Enunciado da tarefa 1: Resuma em duas frases o trecho sobre o fervor patriótico diante da guerra.

O êxito das potências colonialistas europeias em suas guerras de conquista travadas na Ásia e na África estimula internamente o nacionalismo xenófobo e o militarismo, expressos na adoção generalizada do alistamento universal e obrigatório para todos os cidadãos do sexo masculino. Assim, a notícia de que a guerra começara provocou delirantes manifestações de entusiasmo nas maiores cidades das nações beligerantes. Na Inglaterra, um dos poucos países que não alistava compulsoriamente, 2 milhões de nativos se apresentaram como voluntários para o serviço militar entre agosto de 1914 e junho de 1915.

Até mesmo os partidos que integravam a Segunda Internacional Socialista aderem ao fervor patriótico nos respectivos países, com duas notáveis exceções pessoais: na França, o líder Jean Jaurès não modera sua postura pacifista e morre em um café de Paris pelas mãos de um fanático; no parlamento da Alemanha o revolucionário Karl Liebknecht, assassinado junto com Rosa Luxemburgo, em 1919, profere o único voto contrário aos créditos de guerra. Somente o Partido Bolchevique, de Lenin – ou, apenas, Lenine –, permaneceu fiel ao princípio de denunciar a carnificina imperialista e transformá-la em guerra revolucionária e de libertação.

Trechos de um conjunto de dados de detecção:
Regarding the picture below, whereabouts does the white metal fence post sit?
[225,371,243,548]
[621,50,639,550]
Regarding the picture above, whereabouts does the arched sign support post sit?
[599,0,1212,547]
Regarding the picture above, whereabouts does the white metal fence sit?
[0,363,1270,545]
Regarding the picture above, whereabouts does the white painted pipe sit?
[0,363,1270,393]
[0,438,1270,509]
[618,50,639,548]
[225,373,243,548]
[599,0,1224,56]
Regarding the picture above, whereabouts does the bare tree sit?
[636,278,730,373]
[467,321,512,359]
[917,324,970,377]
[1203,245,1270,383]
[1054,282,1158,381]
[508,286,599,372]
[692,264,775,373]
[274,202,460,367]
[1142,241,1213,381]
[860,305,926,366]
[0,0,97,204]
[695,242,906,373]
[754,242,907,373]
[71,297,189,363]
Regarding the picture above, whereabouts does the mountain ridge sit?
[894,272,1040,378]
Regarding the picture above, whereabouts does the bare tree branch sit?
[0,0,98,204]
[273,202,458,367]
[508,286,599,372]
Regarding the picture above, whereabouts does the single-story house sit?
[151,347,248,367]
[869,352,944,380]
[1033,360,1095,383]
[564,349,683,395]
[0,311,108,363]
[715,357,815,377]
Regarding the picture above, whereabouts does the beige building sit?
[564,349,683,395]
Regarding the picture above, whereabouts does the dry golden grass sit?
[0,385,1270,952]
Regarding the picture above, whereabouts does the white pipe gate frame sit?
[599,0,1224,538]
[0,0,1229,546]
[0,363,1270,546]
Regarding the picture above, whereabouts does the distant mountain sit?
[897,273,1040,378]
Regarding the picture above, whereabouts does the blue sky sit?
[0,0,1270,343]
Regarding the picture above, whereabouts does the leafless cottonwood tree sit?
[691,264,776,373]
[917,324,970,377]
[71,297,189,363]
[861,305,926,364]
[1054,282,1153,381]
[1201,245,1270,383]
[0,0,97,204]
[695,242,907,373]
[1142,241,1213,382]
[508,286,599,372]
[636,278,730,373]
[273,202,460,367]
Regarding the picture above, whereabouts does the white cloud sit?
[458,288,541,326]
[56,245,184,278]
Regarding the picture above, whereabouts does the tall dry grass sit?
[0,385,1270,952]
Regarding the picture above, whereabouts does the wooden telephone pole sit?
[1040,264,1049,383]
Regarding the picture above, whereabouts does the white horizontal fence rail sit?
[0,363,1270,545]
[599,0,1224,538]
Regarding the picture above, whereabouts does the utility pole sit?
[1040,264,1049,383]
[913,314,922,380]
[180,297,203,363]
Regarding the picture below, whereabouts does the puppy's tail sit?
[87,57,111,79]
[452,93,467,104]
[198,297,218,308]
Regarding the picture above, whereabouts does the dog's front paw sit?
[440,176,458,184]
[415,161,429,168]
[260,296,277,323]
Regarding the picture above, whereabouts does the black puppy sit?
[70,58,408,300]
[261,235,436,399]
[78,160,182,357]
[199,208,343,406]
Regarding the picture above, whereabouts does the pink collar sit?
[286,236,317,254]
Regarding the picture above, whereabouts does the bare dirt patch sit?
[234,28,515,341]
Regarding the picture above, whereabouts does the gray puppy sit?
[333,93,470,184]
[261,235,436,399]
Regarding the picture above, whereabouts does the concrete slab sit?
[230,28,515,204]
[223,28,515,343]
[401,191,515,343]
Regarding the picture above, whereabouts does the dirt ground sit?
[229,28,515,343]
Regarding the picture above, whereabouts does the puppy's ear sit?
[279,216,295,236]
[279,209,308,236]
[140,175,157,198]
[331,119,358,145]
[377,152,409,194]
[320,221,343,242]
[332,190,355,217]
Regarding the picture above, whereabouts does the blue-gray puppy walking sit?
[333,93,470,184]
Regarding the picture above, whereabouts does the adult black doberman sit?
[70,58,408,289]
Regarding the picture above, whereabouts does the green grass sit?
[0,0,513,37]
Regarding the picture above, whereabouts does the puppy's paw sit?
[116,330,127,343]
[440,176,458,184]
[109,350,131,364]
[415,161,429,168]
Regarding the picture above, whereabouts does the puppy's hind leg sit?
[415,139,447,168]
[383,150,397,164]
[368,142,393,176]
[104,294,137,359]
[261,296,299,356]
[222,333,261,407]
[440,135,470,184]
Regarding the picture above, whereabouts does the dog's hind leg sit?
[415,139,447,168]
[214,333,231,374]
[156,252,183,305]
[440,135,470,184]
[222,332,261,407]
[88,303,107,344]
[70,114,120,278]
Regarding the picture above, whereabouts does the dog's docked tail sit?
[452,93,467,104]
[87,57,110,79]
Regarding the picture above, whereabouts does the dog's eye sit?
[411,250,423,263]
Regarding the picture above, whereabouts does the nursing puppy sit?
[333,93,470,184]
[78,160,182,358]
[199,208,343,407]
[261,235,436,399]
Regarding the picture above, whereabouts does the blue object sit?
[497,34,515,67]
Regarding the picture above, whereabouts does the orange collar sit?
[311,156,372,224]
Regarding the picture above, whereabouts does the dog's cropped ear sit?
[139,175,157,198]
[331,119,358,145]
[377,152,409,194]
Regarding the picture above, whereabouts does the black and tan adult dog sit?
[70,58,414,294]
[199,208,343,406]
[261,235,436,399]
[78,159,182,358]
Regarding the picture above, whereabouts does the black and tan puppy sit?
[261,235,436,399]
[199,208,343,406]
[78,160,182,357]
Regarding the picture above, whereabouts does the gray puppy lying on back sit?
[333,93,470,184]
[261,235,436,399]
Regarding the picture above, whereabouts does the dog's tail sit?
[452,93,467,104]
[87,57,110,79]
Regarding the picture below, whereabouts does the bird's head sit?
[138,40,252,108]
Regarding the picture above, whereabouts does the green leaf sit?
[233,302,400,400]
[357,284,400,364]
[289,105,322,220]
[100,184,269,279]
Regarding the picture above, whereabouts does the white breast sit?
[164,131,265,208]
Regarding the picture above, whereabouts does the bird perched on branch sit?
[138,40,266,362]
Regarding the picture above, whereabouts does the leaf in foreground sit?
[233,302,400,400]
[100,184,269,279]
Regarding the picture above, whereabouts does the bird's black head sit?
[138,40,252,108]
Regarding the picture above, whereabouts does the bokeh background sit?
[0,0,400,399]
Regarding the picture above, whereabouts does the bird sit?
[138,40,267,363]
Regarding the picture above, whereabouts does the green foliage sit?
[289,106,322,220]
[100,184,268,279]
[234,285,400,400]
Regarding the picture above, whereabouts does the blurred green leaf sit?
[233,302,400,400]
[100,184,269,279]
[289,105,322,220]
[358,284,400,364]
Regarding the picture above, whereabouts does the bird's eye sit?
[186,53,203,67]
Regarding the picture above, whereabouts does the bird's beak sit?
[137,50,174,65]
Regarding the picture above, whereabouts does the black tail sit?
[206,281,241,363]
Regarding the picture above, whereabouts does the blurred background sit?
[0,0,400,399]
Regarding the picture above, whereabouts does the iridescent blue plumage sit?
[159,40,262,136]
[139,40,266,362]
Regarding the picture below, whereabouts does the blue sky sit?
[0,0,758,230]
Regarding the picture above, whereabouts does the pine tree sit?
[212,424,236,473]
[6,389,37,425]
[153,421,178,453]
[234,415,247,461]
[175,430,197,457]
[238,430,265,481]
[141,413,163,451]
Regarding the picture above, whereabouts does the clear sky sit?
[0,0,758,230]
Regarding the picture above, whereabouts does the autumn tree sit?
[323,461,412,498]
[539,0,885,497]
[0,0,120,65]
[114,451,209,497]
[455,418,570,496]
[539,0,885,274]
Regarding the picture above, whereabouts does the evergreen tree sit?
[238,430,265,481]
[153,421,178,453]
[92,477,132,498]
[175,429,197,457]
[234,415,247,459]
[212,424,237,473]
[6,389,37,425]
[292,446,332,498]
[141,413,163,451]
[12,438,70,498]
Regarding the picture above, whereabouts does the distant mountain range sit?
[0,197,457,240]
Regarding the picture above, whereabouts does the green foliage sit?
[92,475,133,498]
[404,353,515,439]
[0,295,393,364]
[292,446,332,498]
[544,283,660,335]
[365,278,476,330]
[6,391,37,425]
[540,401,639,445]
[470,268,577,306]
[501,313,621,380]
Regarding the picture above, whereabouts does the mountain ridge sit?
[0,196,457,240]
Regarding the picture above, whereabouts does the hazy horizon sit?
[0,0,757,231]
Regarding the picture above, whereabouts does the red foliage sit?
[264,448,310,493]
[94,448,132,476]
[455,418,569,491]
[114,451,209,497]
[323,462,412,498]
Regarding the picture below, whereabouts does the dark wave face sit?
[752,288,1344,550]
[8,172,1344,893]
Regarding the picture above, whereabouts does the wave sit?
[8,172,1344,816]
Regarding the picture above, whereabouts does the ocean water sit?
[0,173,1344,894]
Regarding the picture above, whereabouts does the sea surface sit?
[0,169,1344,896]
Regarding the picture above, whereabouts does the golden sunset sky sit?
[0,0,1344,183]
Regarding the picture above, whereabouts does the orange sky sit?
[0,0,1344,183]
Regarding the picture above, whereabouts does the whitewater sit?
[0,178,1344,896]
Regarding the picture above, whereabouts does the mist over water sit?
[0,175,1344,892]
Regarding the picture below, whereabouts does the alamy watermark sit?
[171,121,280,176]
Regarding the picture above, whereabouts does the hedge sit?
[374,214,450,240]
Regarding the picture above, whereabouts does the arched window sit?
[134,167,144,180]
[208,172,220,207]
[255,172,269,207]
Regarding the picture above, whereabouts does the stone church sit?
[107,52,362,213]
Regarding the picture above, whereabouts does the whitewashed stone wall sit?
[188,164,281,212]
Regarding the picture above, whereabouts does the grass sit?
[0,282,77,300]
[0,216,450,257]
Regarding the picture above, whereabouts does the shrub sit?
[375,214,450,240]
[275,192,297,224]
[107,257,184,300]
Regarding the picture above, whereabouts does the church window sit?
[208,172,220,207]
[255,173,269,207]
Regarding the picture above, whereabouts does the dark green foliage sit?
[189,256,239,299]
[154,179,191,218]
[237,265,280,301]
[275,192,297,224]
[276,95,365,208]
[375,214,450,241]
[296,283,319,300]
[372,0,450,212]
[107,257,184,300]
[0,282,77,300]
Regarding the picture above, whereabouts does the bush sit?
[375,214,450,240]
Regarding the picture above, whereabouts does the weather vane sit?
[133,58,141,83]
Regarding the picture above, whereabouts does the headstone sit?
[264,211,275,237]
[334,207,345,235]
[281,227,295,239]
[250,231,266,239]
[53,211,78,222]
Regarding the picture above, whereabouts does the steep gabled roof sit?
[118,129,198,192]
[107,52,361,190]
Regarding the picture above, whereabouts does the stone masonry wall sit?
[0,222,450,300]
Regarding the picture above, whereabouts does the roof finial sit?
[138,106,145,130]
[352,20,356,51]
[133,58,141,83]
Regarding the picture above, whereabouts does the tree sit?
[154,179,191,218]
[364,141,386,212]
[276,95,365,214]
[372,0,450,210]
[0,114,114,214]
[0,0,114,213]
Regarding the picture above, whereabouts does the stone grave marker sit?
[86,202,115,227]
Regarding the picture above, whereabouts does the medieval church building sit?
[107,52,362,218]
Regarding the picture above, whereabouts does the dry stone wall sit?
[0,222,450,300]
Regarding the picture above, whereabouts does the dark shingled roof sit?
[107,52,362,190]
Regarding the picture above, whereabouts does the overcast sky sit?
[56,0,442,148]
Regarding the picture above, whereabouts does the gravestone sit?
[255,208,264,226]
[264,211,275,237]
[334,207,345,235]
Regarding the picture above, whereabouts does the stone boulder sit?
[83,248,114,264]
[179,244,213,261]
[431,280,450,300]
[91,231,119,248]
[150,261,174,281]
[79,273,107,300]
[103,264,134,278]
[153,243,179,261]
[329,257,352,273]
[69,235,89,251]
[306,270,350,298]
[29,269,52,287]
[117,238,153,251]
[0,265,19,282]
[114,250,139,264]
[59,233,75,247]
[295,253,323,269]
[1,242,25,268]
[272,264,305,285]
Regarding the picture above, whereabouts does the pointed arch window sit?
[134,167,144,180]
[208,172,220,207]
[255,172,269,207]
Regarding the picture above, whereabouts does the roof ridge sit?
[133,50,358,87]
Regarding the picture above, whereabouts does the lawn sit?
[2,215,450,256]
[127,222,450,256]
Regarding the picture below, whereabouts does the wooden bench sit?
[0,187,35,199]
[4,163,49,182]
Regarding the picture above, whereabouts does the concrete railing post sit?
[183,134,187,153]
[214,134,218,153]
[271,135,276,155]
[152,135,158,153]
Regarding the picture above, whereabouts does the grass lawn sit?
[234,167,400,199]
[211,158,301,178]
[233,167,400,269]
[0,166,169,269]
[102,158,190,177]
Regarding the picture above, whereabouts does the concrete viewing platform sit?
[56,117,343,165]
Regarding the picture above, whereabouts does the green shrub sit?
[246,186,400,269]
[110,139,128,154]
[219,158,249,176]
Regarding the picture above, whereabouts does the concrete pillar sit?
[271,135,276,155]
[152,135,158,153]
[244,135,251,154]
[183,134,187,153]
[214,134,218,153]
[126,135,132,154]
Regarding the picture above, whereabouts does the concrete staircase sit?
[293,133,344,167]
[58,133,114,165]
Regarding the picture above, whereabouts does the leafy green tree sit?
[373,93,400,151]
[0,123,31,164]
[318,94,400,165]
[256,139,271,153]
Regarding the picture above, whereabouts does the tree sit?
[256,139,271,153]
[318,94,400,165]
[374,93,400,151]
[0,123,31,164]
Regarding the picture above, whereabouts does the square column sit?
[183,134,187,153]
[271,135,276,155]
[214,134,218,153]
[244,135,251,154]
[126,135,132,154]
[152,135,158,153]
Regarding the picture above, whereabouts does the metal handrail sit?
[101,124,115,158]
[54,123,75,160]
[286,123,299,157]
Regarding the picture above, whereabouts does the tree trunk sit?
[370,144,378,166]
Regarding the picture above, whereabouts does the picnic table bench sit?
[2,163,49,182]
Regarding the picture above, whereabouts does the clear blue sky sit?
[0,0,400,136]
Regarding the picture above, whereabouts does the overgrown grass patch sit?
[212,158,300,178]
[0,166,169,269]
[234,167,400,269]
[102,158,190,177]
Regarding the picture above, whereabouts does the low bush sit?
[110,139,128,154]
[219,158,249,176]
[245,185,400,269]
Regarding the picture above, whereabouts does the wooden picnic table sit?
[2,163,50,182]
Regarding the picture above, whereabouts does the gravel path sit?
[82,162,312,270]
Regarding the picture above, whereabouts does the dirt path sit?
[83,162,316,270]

Enunciado da tarefa 2: Encontre na listagem todas as linhas que contêm a palavra "bird" e copie cada uma delas. Maiúsculas e minúsculas contam.

Resultado do exercício 1: O êxito das potências colonialistas europeias na Ásia e na África estimulou o nacionalismo e o militarismo, e a notícia da guerra provocou grande entusiasmo nas maiores cidades dos países em luta, com 2 milhões de voluntários na Inglaterra entre agosto de 1914 e junho de 1915. Até os partidos da Segunda Internacional Socialista aderiram a esse fervor, com as exceções pessoais de Jean Jaurès e Karl Liebknecht, e só o Partido Bolchevique, de Lenin, continuou denunciando a carnificina imperialista.

Resultado do exercício 2:
Regarding the picture below, whereabouts does the bird's head sit?
Regarding the picture above, whereabouts does the bird perched on branch sit?
Regarding the picture above, whereabouts does the bird's black head sit?
Regarding the picture above, whereabouts does the bird sit?
Regarding the picture above, whereabouts does the bird's eye sit?
Regarding the picture above, whereabouts does the bird's beak sit?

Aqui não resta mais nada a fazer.